TO DO:
1 > Using the Caol Ila distillery text below, explain why the distillery carries the name Caol Ila.
2 > Transcribe the Caol Ila distillery text below, starting at "According to the" and ending at "there each year.".

SOURCE EXTRACT:
_ _ _ _
Scotch whisky distillery on Islay, Scotland

Caol Ila distillery (/kʊˈliːlə/; Taigh-staile Chaol Ìle /gd/, "Sound of Islay Distillery") is a Scotch whisky distillery near Port Askaig on the isle of Islay, Scotland, owned by Diageo.

== History ==

Caol Ila is derived from Gaelic Caol Ìle for "Sound of Islay" (lit. "Islay Strait") in reference to the distillery's location overlooking the strait between Islay and Jura. It was founded in 1846 by Hector Henderson. The distillery did not fare well, and changed hands in 1854 when Norman Buchanan, owner of the Isle of Jura Distillery, took over. In 1863 the business was acquired by Bulloch Lade & Co, of Glasgow, traders in whisky stocks.
According to the 1871 census, Duncan Johnston was the Distillery Manager at the time. Duncan was the nephew of John Johnston of Lagavulin and cousin to the Laphroaig Johnstons and so the family were involved with yet another distillery on the island.
By the 1880s over 147000 impgal of whisky were produced there each year.
_ _ _ _
SUPPLIED RECORDS:

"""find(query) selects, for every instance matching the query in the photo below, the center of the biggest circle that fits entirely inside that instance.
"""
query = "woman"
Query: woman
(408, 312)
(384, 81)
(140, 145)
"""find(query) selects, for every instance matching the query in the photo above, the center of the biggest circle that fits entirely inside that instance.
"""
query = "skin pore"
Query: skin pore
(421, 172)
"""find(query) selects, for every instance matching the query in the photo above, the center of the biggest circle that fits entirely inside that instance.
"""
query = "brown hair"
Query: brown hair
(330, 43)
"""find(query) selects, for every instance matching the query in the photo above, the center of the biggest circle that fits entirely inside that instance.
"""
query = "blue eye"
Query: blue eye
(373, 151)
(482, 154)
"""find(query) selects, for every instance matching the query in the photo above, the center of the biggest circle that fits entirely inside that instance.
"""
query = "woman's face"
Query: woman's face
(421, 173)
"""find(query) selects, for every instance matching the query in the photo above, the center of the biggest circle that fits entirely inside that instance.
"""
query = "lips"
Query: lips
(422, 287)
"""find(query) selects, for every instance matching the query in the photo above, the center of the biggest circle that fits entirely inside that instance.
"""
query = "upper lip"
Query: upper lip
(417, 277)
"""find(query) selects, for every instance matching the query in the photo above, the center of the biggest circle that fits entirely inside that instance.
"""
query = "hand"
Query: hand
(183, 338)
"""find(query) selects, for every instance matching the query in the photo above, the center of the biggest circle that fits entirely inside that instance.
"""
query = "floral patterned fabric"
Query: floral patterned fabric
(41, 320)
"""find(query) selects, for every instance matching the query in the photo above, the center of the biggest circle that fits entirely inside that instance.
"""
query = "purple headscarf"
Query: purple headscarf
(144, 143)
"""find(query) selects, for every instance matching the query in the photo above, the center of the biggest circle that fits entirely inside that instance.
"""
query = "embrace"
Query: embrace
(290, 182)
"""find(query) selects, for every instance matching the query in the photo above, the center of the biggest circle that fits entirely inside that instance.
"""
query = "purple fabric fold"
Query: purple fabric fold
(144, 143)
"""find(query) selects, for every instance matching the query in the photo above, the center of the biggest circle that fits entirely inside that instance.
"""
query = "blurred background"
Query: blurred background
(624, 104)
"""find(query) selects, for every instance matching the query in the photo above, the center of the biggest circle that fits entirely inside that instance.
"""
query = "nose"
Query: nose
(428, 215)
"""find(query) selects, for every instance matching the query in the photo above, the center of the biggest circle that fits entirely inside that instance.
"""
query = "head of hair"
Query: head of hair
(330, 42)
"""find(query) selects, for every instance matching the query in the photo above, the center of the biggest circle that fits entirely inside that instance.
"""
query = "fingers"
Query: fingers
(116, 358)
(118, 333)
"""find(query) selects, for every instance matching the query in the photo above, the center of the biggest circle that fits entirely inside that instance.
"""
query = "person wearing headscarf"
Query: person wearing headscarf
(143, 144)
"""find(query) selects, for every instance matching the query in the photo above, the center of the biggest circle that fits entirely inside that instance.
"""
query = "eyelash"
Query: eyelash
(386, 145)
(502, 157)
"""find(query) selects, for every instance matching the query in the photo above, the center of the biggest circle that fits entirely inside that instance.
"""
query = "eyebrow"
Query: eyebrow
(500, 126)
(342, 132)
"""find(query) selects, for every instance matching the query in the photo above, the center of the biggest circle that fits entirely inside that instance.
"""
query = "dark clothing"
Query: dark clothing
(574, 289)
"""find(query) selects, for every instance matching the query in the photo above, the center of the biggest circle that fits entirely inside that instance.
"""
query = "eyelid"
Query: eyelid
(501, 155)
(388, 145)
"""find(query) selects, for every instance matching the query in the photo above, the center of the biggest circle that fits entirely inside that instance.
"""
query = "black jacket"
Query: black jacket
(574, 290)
_ _ _ _
RESPONSES FOR EACH TASK:
1 > The name comes from the Gaelic Caol Ìle, meaning "Sound of Islay" (literally "Islay Strait"). It refers to the distillery's location overlooking the strait between Islay and Jura.

2 >
According to the 1871 census, Duncan Johnston was the Distillery Manager at the time. Duncan was the nephew of John Johnston of Lagavulin and cousin to the Laphroaig Johnstons and so the family were involved with yet another distillery on the island.
By the 1880s over 147000 impgal of whisky were produced there each year.